#### [Verilen Görev 1]
Aşağıdaki kayıtlardan "face" sözcüğünü içeren bütün satırları çıkarıp yaz.

#### [Makale]
▬▬▬▬▬▬▬▬▬▬

Ekim 1960'ta başlayan Yassıada duruşmalarında, Demokrat Parti yöneticileri yargılanmaya başladı. 14 Ekim'de gerçekleşen ilk davada konuşan Adnan Menderes'in ardından öğleden sonra gerçekleşen celsede konuşan eski cumhurbaşkanı Celal Bayar, Afganistan kralının kendisine görevi sırasında hediye ettiği Afgan tazısını bin liraya bir iktisadi devlet teşebbüsüne neden sattığını açıkladı.


Sebep olarak "çeşme yaptırmasını" gösteren Bayar'ın davası, anayasayı ihlal davasına bağlandı. Bayar ayrıca, Kurtuluş Savaşı'ndan kaçmak ve İstanbul'daki 6-7 Eylül olaylarından sorumlu tutularak, Dışişleri Bakanı Fuat Köprülü ve eski İstanbul Valisi Fahrettin Kerim Gökay'la birlikte yargılandı. Gizli yapılmasına karar verilen bu dava sonunda ilk celse tamamlandı.

▬▬▬▬▬▬▬▬▬▬

#### [Çıkarılan Veriler]

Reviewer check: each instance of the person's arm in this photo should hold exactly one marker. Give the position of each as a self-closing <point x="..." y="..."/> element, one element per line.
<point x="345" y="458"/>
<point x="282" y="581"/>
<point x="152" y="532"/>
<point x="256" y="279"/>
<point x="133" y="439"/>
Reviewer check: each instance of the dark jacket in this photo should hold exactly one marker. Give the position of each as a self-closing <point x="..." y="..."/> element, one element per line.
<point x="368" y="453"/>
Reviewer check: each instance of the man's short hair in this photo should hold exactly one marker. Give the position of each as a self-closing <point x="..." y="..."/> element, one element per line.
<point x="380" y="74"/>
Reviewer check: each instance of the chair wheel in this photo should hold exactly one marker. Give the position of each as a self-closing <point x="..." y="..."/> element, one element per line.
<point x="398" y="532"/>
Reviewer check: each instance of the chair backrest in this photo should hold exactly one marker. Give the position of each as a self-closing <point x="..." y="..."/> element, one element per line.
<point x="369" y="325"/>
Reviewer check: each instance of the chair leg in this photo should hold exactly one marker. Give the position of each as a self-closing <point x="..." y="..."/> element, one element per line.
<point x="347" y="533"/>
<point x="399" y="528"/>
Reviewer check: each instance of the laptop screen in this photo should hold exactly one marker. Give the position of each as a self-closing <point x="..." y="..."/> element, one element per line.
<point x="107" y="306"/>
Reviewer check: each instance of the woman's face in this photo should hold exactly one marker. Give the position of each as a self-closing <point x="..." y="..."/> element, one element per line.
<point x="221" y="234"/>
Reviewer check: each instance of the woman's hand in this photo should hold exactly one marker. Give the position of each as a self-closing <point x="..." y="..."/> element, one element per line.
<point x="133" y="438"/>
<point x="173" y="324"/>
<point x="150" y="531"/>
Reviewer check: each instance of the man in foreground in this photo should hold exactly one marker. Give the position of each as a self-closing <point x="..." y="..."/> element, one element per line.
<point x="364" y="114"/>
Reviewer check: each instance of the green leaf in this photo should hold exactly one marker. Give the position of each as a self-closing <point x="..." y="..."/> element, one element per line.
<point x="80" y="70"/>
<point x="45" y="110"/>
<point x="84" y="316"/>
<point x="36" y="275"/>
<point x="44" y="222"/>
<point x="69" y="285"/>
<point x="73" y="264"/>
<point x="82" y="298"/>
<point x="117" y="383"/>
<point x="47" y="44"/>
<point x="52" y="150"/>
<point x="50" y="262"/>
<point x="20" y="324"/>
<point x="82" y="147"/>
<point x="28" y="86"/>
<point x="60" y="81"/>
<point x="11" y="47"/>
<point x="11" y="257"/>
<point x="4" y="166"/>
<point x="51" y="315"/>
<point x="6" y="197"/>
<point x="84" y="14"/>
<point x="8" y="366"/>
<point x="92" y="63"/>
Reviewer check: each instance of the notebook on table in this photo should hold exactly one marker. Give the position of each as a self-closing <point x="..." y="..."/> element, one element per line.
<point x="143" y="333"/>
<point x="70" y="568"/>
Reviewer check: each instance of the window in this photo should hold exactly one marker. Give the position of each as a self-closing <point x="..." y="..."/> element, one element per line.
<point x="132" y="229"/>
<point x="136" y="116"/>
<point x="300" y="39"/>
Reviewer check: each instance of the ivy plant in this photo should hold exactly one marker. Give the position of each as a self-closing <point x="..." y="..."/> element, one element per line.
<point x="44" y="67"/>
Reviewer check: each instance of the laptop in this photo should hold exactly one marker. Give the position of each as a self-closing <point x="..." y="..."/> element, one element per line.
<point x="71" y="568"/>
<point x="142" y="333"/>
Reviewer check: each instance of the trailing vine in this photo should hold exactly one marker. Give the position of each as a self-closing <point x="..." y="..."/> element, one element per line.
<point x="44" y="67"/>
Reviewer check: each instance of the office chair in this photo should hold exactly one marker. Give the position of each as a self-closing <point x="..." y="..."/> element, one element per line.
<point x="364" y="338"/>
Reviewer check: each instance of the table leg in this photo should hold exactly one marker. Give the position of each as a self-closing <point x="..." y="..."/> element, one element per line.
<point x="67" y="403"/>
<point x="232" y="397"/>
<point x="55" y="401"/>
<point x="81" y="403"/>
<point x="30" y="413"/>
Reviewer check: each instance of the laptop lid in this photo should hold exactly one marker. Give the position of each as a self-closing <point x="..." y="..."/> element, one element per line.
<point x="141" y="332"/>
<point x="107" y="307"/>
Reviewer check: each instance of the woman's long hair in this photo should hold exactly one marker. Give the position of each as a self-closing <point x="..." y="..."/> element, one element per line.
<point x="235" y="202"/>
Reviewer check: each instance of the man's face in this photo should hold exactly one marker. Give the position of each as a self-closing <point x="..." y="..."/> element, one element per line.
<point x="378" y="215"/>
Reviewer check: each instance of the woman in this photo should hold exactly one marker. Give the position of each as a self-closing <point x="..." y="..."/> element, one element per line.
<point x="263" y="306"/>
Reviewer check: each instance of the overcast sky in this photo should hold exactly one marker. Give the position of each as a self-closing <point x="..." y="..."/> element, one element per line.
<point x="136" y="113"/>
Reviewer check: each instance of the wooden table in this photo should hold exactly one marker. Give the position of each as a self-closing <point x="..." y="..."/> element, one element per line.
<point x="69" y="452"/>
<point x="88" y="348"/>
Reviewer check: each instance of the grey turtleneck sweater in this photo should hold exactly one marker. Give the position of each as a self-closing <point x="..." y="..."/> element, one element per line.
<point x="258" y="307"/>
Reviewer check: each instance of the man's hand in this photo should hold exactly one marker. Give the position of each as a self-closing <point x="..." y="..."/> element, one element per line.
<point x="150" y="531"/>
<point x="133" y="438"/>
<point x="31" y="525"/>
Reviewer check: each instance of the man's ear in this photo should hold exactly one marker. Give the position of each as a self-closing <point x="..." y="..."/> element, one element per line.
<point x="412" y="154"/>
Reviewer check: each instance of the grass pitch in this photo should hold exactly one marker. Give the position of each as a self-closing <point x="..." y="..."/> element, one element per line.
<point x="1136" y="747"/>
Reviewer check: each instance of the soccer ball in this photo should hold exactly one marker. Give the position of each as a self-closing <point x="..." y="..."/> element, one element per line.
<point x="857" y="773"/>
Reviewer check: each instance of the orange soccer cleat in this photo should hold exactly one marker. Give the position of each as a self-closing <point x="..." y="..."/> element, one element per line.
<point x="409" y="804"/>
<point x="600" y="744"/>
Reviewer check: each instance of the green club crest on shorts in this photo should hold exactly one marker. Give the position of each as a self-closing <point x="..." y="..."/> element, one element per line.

▬▬▬▬▬▬▬▬▬▬

#### [Verilen Görev 2]
Yassıada duruşmalarını anlatan makaleyi kaldığı yerden sürdür.

#### [Yanıt 1]
Reviewer check: each instance of the woman's face in this photo should hold exactly one marker. Give the position of each as a self-closing <point x="..." y="..."/> element, one element per line.
Reviewer check: each instance of the man's face in this photo should hold exactly one marker. Give the position of each as a self-closing <point x="..." y="..."/> element, one element per line.

#### [Yanıt 2]
31 Ekim'deki duruşma "bebek davası"yla başladı. Eski başbakan Menderes'in soprano Aynur Aydan'la olan ilişkisinden doğan gayri meşru bebeğin, doğumdan hemen sonra ölümüyle ilgili olan davada, doktorlar çocuğun erken doğduğu için yaşayamadığını belirtti. Davalar sürerken Milli Birlik komitesi tasfiye edildi ve İkinci Gürsel Hükümeti kuruldu. 




 Solda Fatih Rüştü Zorlu ve sağda Hasan Polatkan.



İdam kararları 
Bu sırada Yassıada duruşmalarına, Cumhuriyet Halk Partisi (CHP) Genel Başkanı İnönü'ye Topkapı olayları sırasında düzenlenen suikast girişimi davasıyla devam edildi. Dava sonunda, anayasa ihlaliyle suçlanan Celal Bayar ve Adnan Menderes'in de aralarında bulunduğu 15 kişinin idamı istendi. Duruşmalar sırasında kalp krizi geçiren Lütfi Kırdar öldü.

14 Ekim 1960'ta başlayan Yassıada davaları, 15 Eylül 1961'de karara bağlandı ve toplam 19 dosyada toplanan davalar anayasayı ihlal davasıyla birleştirildi. 592 sanıktan 288'i için idam istendi. 15 sanık idam cezası alırken, 31'i müebbetle cezalandırıldı. 418 sanıkta çeşitli cezalara çarptırıldı. Menderes, intihara kalkıştı. Cezaları onaylanan Fatin Rüştü Zorlu ve Hasan Polatkan 16 Eylül günü sabaha karşı idam edildi. 17 Eylül'de, de Adnan Menderes İmralı adasında idam edildi.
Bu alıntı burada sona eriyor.